■ Task directions ■
Count the lines below that contain the string "stainless". Reply with the number only.
___ Supplied entries ___
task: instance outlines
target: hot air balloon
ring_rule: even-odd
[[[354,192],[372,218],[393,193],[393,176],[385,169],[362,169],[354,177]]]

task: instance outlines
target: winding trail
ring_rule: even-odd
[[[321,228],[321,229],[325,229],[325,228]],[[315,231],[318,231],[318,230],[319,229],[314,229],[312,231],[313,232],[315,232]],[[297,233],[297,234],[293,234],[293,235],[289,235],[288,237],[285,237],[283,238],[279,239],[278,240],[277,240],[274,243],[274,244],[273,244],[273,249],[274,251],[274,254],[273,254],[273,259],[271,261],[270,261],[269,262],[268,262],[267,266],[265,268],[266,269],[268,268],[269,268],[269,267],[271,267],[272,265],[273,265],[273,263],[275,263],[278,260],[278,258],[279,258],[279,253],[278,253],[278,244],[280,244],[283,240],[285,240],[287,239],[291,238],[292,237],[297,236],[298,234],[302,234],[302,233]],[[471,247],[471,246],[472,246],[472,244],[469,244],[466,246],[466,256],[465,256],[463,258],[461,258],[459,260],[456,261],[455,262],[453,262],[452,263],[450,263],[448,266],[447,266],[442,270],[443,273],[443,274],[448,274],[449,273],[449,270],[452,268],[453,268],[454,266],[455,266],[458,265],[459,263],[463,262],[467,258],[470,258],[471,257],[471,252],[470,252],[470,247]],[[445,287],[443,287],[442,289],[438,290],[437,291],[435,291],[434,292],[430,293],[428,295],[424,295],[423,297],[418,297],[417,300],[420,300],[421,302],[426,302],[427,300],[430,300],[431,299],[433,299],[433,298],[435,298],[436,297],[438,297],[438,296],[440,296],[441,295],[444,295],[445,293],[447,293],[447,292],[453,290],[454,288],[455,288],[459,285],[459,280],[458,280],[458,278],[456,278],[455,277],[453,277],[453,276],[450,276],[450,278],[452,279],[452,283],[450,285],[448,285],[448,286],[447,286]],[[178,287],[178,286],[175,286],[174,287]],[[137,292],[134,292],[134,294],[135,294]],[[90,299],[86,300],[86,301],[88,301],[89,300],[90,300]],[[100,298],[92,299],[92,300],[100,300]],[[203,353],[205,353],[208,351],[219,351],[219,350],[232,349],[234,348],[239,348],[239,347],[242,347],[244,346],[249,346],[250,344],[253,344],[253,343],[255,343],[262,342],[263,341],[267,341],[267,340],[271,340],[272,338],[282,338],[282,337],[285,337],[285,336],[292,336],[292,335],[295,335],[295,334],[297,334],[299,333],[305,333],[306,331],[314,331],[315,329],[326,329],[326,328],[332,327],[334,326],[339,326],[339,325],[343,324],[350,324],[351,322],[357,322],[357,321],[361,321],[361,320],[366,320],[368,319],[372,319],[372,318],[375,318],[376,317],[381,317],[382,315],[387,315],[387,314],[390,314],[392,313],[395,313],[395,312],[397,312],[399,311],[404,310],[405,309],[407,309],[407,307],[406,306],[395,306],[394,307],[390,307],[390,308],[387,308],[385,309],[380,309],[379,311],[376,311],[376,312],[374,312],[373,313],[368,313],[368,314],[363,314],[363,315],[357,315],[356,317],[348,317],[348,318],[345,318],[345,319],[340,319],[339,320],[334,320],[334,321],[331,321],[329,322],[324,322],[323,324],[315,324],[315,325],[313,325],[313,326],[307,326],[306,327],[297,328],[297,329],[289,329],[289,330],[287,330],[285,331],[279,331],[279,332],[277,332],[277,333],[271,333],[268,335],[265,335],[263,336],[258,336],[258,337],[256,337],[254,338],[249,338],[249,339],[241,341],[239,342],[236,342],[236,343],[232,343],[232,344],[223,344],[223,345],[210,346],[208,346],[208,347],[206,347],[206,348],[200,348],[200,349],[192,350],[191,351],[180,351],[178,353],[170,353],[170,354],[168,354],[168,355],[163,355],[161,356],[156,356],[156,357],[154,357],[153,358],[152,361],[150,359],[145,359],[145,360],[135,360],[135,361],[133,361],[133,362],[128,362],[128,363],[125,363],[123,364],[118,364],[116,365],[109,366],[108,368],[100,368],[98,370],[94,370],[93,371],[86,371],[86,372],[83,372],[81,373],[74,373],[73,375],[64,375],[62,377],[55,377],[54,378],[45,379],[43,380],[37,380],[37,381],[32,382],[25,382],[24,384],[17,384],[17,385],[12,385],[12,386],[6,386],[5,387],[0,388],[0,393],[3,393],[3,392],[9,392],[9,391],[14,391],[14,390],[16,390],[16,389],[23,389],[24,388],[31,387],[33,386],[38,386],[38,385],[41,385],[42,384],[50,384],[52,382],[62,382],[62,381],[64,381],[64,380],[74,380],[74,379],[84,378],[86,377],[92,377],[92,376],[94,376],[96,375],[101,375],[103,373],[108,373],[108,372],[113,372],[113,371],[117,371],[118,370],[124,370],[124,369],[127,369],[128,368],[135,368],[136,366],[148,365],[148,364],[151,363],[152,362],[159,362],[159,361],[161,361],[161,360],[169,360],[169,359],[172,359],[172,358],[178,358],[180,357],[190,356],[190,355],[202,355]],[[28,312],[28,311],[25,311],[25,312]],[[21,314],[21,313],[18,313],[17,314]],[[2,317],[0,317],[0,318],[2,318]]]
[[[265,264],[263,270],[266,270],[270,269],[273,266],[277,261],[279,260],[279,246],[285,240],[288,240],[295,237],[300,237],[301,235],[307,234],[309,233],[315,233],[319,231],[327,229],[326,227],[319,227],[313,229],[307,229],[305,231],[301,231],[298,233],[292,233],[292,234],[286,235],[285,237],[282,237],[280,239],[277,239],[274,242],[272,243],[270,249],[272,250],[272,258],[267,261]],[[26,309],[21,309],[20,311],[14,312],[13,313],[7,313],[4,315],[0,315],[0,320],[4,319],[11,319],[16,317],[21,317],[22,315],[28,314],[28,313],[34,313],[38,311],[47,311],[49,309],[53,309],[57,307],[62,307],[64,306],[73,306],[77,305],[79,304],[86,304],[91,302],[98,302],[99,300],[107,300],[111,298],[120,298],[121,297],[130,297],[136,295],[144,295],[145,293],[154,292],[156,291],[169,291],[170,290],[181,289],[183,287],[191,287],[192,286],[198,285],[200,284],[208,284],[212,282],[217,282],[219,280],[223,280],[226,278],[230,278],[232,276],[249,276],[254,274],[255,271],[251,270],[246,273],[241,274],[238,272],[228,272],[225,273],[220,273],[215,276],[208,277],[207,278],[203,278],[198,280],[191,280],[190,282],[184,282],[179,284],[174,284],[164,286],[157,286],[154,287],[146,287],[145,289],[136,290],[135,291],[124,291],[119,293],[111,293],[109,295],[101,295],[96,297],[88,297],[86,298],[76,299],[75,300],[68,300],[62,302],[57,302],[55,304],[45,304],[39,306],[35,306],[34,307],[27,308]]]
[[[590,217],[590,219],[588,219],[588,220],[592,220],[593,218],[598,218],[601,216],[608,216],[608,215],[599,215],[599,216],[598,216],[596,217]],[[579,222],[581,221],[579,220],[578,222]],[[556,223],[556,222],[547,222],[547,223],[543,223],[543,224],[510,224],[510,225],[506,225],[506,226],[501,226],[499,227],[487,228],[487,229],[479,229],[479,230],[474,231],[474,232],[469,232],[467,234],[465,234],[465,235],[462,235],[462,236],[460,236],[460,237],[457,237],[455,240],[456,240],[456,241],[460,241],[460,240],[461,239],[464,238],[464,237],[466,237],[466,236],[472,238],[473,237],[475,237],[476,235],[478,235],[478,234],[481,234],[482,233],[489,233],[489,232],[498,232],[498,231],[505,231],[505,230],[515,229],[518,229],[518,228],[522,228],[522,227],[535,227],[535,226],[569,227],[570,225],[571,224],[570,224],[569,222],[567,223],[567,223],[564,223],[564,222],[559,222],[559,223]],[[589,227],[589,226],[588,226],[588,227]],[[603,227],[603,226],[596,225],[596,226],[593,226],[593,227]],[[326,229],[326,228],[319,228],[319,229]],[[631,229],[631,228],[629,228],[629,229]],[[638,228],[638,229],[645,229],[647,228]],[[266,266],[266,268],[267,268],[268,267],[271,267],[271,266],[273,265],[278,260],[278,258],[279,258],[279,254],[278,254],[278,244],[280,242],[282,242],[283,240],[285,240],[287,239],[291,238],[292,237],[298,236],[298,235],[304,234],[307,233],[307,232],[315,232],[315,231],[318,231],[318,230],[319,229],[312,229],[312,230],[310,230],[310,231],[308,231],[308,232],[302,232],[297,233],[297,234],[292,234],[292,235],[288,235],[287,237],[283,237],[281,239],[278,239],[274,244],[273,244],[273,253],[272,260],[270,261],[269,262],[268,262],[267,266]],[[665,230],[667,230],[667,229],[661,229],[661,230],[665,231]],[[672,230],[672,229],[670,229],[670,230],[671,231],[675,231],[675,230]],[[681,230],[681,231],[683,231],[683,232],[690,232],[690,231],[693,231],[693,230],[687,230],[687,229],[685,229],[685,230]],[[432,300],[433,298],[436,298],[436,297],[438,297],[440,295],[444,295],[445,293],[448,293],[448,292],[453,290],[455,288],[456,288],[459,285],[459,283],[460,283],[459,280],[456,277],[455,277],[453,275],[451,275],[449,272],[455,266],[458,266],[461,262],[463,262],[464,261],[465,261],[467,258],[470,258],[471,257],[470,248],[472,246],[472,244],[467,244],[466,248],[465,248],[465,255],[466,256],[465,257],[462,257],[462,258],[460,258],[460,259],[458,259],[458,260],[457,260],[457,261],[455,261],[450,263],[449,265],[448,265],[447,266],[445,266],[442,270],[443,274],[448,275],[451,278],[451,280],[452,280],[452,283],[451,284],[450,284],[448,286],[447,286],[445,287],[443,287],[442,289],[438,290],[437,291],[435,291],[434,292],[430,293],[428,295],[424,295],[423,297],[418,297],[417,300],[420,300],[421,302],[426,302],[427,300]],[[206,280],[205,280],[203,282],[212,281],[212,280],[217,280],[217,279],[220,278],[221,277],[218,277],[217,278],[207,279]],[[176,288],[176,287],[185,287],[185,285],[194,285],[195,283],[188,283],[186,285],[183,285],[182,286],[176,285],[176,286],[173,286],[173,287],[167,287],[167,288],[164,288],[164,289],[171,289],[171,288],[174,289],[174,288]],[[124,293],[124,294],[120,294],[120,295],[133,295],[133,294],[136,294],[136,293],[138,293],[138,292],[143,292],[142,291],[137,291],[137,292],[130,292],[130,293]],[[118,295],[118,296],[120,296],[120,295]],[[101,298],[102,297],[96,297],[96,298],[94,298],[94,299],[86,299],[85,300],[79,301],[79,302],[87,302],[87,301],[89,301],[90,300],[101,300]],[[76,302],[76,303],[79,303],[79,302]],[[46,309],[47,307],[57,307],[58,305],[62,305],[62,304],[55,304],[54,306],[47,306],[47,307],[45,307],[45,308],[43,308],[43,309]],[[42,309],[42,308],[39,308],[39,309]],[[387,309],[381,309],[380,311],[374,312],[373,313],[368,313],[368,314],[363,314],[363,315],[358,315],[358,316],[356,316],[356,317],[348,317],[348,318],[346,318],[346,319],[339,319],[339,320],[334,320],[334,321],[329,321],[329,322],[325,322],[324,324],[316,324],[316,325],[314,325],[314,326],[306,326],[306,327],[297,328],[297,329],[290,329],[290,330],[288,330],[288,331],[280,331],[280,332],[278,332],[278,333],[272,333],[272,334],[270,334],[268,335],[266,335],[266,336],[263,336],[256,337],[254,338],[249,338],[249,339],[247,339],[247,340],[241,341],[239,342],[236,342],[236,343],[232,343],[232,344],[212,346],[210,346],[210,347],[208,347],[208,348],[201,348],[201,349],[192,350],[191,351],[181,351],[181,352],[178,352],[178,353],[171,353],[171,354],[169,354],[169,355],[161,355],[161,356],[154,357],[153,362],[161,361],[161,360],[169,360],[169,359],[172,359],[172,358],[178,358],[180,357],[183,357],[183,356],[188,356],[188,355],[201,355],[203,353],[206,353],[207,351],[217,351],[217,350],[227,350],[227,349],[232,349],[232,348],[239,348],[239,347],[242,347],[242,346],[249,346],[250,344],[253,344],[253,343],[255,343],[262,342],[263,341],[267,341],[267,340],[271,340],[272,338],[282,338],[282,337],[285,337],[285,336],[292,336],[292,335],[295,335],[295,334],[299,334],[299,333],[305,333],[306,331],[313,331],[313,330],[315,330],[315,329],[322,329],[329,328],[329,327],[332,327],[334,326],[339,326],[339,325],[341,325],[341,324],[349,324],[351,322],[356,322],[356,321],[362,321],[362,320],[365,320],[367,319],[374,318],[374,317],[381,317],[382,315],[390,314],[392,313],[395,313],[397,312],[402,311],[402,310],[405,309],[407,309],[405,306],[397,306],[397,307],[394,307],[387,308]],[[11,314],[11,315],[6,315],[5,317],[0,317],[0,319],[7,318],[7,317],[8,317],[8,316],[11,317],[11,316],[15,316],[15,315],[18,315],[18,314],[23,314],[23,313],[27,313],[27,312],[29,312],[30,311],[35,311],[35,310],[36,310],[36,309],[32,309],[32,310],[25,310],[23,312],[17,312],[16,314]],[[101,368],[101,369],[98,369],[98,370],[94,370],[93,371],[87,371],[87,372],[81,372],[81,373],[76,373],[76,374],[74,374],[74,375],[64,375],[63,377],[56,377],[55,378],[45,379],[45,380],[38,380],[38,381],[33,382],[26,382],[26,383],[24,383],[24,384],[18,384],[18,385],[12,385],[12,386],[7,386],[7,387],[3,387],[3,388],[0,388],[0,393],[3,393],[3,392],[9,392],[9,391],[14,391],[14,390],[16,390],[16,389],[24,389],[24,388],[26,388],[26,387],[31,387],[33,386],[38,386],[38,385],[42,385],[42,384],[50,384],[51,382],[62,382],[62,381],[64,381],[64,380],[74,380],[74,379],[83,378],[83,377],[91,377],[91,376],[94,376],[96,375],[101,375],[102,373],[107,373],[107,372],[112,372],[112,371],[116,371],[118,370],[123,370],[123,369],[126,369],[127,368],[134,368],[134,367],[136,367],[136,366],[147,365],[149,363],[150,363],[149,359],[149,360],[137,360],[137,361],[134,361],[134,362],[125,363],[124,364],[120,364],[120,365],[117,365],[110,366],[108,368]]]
___
___ Supplied entries ___
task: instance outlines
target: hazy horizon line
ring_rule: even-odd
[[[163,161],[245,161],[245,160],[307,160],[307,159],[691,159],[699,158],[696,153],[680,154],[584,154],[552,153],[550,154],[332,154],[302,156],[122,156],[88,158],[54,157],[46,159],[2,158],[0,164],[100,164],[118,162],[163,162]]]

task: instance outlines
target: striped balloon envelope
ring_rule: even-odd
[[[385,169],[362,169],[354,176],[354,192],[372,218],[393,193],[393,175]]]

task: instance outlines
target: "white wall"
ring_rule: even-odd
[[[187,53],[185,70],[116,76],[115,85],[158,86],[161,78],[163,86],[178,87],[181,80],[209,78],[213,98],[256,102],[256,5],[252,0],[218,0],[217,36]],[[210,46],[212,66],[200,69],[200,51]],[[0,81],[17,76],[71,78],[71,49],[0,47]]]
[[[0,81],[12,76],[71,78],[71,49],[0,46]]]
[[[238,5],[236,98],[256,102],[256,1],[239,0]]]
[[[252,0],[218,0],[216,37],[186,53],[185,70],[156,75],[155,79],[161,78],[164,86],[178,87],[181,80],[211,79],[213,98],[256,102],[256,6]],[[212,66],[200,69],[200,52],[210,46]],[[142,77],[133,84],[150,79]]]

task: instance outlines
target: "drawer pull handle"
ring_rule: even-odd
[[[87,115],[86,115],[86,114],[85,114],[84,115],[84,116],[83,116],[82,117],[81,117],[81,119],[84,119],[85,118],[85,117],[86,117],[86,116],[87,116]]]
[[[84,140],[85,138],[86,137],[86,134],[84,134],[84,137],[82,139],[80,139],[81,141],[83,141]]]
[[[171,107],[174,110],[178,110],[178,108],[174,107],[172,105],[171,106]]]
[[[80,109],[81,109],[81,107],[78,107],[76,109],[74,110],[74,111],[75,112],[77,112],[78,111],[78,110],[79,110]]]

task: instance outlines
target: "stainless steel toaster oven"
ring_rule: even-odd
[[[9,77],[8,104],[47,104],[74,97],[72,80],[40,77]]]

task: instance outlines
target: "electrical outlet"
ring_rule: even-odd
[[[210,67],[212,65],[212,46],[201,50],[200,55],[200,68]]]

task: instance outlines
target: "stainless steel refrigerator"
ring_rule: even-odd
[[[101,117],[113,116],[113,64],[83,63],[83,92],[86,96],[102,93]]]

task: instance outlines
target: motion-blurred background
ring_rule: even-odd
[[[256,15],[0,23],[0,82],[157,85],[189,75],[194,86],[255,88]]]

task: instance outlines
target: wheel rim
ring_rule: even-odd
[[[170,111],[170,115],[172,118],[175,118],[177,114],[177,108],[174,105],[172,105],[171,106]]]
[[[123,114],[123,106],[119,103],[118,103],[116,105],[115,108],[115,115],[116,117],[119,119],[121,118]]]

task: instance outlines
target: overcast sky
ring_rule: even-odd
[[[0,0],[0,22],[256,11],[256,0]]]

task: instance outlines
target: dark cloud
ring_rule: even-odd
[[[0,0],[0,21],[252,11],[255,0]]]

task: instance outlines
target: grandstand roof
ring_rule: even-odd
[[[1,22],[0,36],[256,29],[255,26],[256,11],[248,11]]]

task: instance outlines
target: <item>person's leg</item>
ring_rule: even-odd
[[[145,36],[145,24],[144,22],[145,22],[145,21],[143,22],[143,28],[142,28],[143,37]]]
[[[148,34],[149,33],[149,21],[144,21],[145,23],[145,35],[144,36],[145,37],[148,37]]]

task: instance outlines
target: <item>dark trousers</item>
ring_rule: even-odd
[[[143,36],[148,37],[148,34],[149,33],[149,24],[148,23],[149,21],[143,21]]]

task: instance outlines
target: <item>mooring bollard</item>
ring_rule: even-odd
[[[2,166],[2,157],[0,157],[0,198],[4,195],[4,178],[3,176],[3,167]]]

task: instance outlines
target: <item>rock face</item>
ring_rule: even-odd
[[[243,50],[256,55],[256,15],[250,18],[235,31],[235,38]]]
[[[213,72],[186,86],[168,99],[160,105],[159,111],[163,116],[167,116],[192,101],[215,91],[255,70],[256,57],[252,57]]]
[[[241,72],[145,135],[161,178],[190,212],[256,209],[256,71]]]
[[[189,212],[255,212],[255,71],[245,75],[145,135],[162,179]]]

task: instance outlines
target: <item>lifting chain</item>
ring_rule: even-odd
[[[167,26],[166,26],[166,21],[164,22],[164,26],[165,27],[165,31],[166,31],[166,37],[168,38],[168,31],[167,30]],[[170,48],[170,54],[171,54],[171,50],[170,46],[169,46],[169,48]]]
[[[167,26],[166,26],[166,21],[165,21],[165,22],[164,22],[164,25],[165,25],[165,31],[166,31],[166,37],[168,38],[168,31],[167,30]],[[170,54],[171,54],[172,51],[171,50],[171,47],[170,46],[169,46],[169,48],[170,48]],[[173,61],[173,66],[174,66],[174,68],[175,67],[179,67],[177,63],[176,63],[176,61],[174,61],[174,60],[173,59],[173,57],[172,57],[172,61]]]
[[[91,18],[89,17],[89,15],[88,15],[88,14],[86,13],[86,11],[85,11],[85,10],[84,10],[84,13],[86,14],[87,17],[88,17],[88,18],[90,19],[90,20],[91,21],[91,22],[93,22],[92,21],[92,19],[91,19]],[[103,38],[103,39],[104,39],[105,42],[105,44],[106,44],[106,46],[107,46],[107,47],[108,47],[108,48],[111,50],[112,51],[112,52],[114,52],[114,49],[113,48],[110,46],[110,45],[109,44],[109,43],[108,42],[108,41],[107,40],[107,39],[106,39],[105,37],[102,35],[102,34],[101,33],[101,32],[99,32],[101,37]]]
___
___ Supplied entries ___
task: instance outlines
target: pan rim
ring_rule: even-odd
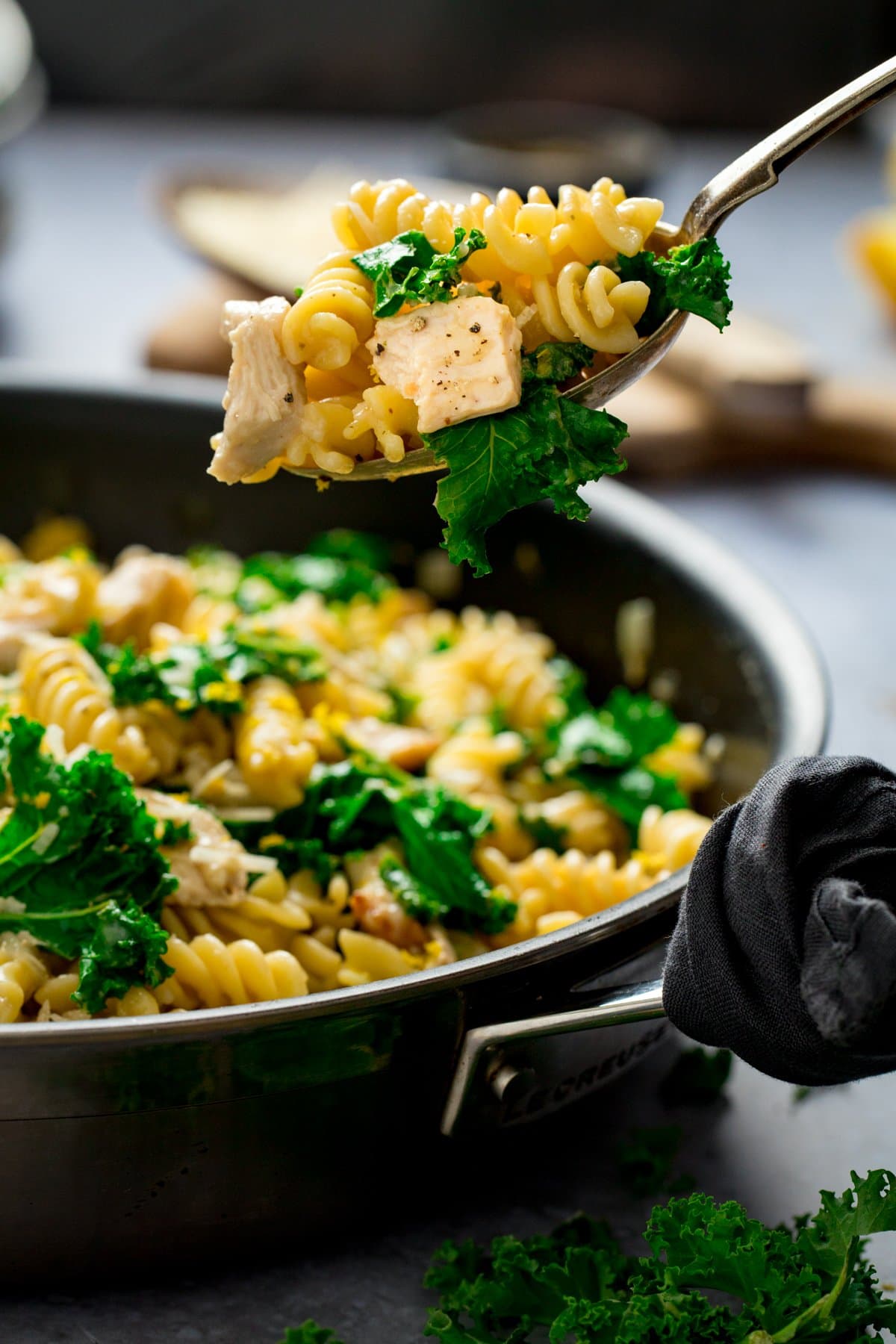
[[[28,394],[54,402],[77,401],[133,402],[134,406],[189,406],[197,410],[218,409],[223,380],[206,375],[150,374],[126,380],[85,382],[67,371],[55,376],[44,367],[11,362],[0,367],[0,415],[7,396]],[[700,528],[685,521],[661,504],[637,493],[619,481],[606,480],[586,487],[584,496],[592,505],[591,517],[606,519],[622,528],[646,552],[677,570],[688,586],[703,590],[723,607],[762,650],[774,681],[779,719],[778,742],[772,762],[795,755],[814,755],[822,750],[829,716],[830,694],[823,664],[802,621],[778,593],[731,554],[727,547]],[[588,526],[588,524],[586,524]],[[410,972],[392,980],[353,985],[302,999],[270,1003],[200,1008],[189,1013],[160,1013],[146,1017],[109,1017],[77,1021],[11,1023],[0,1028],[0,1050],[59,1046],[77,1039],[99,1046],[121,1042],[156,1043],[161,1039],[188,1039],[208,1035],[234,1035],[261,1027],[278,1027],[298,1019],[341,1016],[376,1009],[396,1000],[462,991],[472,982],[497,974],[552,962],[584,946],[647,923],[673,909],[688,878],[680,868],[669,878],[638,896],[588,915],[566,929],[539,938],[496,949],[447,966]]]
___
■ Answer to the exercise ■
2